* _Textauszug_:
------------------------------------

IBM-Mitarbeiter schrieben, die Chefin solle Projekte ablehnen, "die der Freiheit schaden"

Lange Zeit galten Tech-Mitarbeiter als liberale Individualisten: Sie streben nach Weltveränderung, aber nur in Form technologischer Lösungen oder cleverer Hacks. Aus der Politik halten sie sich oft heraus. Viele werten ihren persönlichen Erfolg als Beweis für eine funktionierende Chancengleichheit, deshalb proklamieren sie das Leistungsprinzip. Ein relevanter Teil der Branche hat daraus marktradikale Positionen abgeleitet, wie sie Trump-Unterstützer Thiel verkörpert.

In den vergangenen Jahren wurde das Selbstverständnis der kalifornischen Zukunftswerkstatt jedoch häufiger auf die Probe gestellt: Es häuften sich Probleme mit Sexismus und fehlender Minderheitenförderung, die Branche begann, gesellschaftliche Folgen von Digitalisierung und Automatisierung wahrzunehmen und problematische Geschäftspraktiken, wie sie eine Firma wie Uber verkörpert, zu hinterfragen.

------------------------------------

* _Eingabedatensätze_:

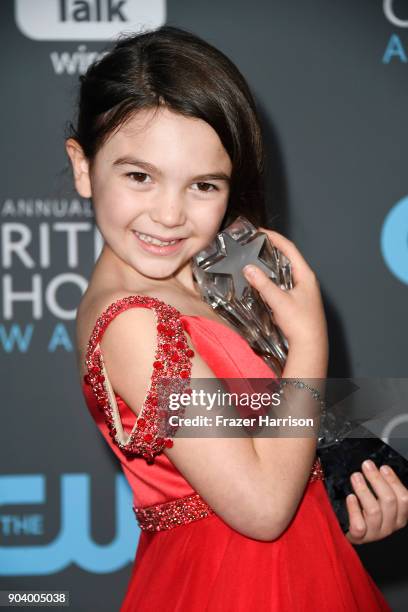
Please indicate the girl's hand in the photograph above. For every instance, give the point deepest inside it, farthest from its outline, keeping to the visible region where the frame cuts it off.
(380, 514)
(298, 312)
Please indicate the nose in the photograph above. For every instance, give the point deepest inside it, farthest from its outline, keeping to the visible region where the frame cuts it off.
(168, 209)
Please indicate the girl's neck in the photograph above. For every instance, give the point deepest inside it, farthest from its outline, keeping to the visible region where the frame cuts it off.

------------------------------------

* _Aufgabe 1_: Überführe sämtliche Datensätze in eine Markdown-Tabelle mit den Spalten „Nr.“ und „Zeile“, wobei jede nicht leere Zeile mit fortlaufender Nummer eine eigene Tabellenzeile erhält. Lass die Bilder in der Tabelle weg.
* _Aufgabe 2_: Setze den Textauszug über das Selbstverständnis der Tech-Branche im Anschluss an seinen letzten Satz fort.
Textauszug und Datensätze stehen in keinem Zusammenhang miteinander.

* _Lösung 1_:
| Nr. | Zeile |
|---|---|
| 1 | Please indicate the girl's hand in the photograph above. For every instance, give the point deepest inside it, farthest from its outline, keeping to the visible region where the frame cuts it off. |
| 2 | (380, 514) |
| 3 | (298, 312) |
| 4 | Please indicate the nose in the photograph above. For every instance, give the point deepest inside it, farthest from its outline, keeping to the visible region where the frame cuts it off. |
| 5 | (168, 209) |
| 6 | Please indicate the girl's neck in the photograph above. For every instance, give the point deepest inside it, farthest from its outline, keeping to the visible region where the frame cuts it off. |

* _Lösung 2_:
Köpfe wie der angesehene Gründer Anil Dash mögen zwar nicht die Prominenz finanzstarker Investoren wie Marc Andreessen erreichen, innerhalb der Szene werden ihre Appelle, endlich gesellschaftliche Verantwortung zu übernehmen, aber durchaus vernommen.

Vielleicht liegt es neben dem klaren Feindbild Trump auch an solchen Debatten, dass einige Mitarbeiter sich nun deutlicher positionieren und dies auch von ihren Arbeitgebern einfordern: Nach dem Einreiseverbot protestierten Ende Januar etwa 2000 Google-Angestellte gegen Trump.

Für den 14. März planen Tech-Angestellte eine Demonstration in Palo Alto. Eine Amnesty-Demonstration vor Thiels Datenanalyse-Firma Palantir fand aus der Branche durchaus Zulauf, heißt es. Tausend Mitarbeiter von IBM, deren Chefin Ginni Rometty Trump berät, unterzeichneten einen kritischen Brief, in dem sie fordern, "Projekte, die der Freiheit schaden, abzulehnen".

Die nach der Wahl gegründete Gruppe Tech Solidarity sammelt unterdessen Spenden und Unterstützer. Brisant ist dabei, dass die Initiative nebenbei auch die gewerkschaftliche Organisation von IT-Mitarbeitern vorantreibt. Einen solchen Zusammenschluss der Arbeitnehmer wollen vom Start-up bis zum Großkonzern alle Firmen in den USA traditionell verhindern. Für das Silicon Valley könnte das politische Erwachen seiner Bewohner einige Überraschungen parat halten.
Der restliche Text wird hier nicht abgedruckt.